## Passage provided:

<<<<

Cleans the raw union army data from NBER into a format
for mismo that minimizes the boilerplate that users will need.

In [1]:
import ibis
from ibis import _

ibis.options.interactive = True

cen_path_in = "../../../../.scratch/union_army/CEN.csv"
msr_path_in = "../../../../.scratch/union_army/MSR.csv"
cen = ibis.read_csv(cen_path_in)
msr = ibis.read_csv(msr_path_in)
cen

In [2]:
cen = cen.select(
    "record_id",
    _.label_true.cast("int64").name("label_true"),
    first_name=_.first_name.strip(),
    middle_name=_.middle_name.strip(),
    last_name=_.last_name.strip(),
    birth_year=_.birth_year.strip(),
    birth_month=_.birth_month.strip(),
    birth_place=_.birth_place.strip(),
    gender=_.gender.strip(),
)

>>>>

## Short task:
Write the next part of the union army data-cleaning code, starting after the final select call on cen.

## Information given:

<<<<

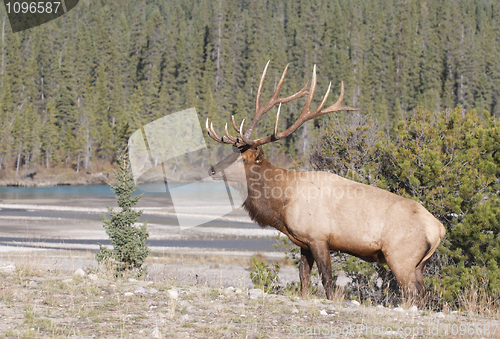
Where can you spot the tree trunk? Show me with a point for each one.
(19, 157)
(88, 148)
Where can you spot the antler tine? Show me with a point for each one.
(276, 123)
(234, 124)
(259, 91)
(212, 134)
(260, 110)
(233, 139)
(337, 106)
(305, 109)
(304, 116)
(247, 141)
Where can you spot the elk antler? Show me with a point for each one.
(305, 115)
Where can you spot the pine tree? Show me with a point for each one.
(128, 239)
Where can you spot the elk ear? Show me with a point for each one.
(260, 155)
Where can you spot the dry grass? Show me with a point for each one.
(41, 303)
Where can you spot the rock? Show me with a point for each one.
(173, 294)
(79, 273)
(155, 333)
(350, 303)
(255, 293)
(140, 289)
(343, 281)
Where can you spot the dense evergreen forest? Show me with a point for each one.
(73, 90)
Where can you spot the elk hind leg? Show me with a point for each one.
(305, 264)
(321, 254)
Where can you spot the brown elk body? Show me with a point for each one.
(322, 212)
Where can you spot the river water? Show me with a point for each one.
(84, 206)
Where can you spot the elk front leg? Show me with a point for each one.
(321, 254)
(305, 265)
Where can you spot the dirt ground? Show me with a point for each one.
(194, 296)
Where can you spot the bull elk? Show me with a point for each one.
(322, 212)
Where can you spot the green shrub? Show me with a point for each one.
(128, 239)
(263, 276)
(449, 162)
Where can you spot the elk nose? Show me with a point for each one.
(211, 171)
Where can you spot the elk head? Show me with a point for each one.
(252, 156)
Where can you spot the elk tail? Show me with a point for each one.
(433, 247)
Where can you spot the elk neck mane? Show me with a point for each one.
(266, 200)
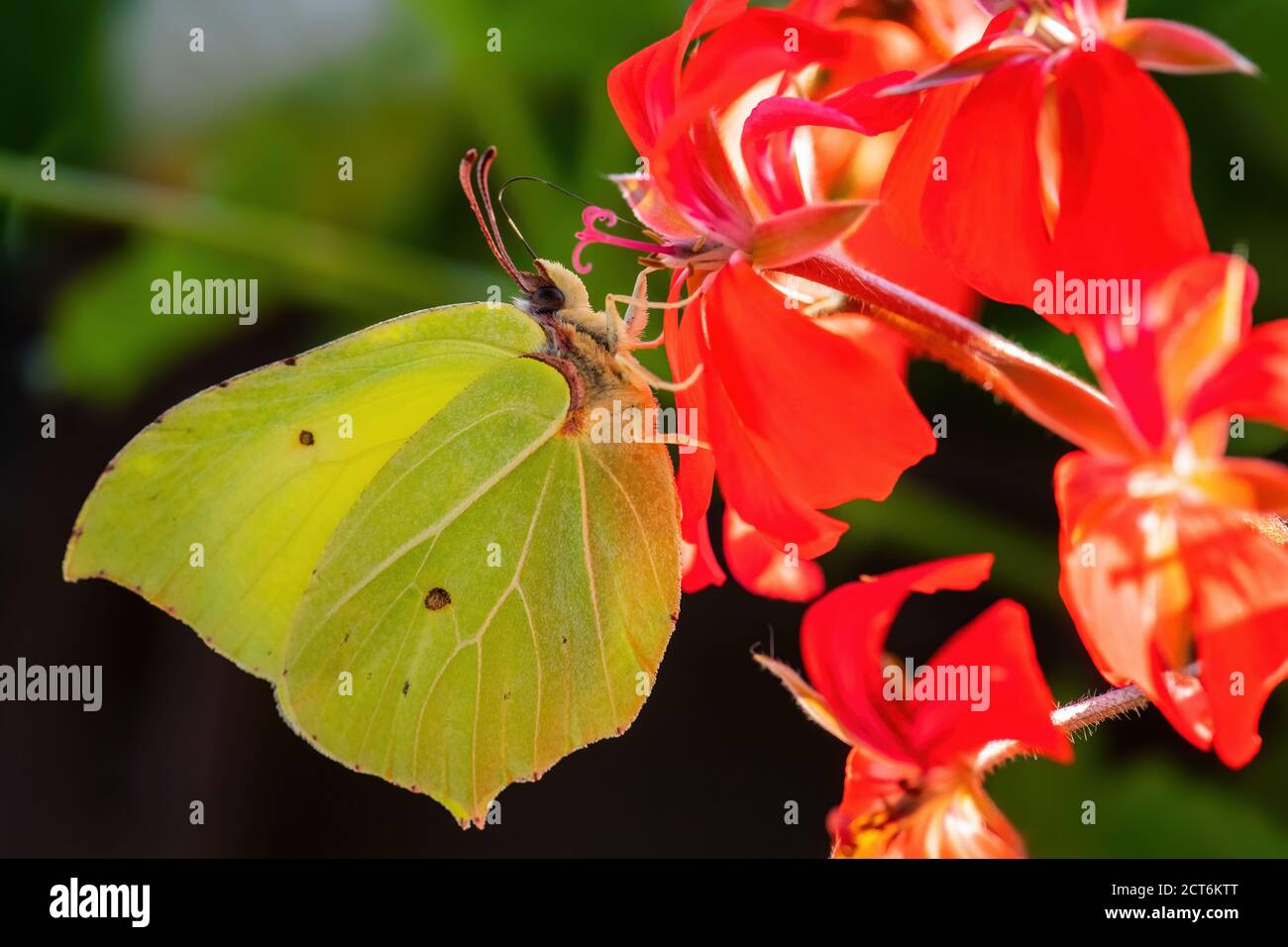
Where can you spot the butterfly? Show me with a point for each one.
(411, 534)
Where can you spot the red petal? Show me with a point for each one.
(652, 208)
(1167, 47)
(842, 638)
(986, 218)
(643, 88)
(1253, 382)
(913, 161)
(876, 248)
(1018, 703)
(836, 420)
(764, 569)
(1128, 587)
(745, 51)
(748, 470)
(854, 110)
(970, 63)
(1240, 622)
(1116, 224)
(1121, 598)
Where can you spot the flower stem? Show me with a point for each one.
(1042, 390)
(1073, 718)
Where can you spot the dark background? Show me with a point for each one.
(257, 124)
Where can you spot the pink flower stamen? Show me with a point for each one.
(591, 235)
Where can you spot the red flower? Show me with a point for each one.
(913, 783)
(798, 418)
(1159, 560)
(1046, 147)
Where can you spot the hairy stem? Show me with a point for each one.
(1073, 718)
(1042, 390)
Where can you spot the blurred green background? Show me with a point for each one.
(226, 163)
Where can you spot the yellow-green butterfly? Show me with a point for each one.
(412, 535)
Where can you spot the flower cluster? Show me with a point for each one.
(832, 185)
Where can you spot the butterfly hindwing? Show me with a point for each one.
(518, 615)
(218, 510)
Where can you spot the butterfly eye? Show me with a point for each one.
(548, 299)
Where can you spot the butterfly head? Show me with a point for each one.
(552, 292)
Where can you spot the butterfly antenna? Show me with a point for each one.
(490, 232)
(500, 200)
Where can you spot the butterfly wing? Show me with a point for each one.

>>>>

## Expected answer:
cen

In [3]:
def fix_month(m):
    # We only fix unambiguous months. We leave eg "99" as is
    mapping = {
        "JAN": "01",
        "FEB": "02",
        "MAR": "03",
        "APR": "04",
        "MAY": "05",
        "JUN": "06",
        "JUL": "07",
        "AUG": "08",
        "SEP": "09",
        "OCT": "10",
        "NOV": "11",
        "DEC": "12",
        # We only fix unambiguous months. We leave eg "99" as is
        # "UNK": "--",
        # "UN": "--",
        # "99": "--",
        # "999": "--",
    }
    return m.substitute(mapping).nullif("--")


cen = cen.mutate(birth_month=fix_month(cen.birth_month))
cen.birth_month.topk(40).execute()

Unnamed: 0,birth_month,Count(birth_month)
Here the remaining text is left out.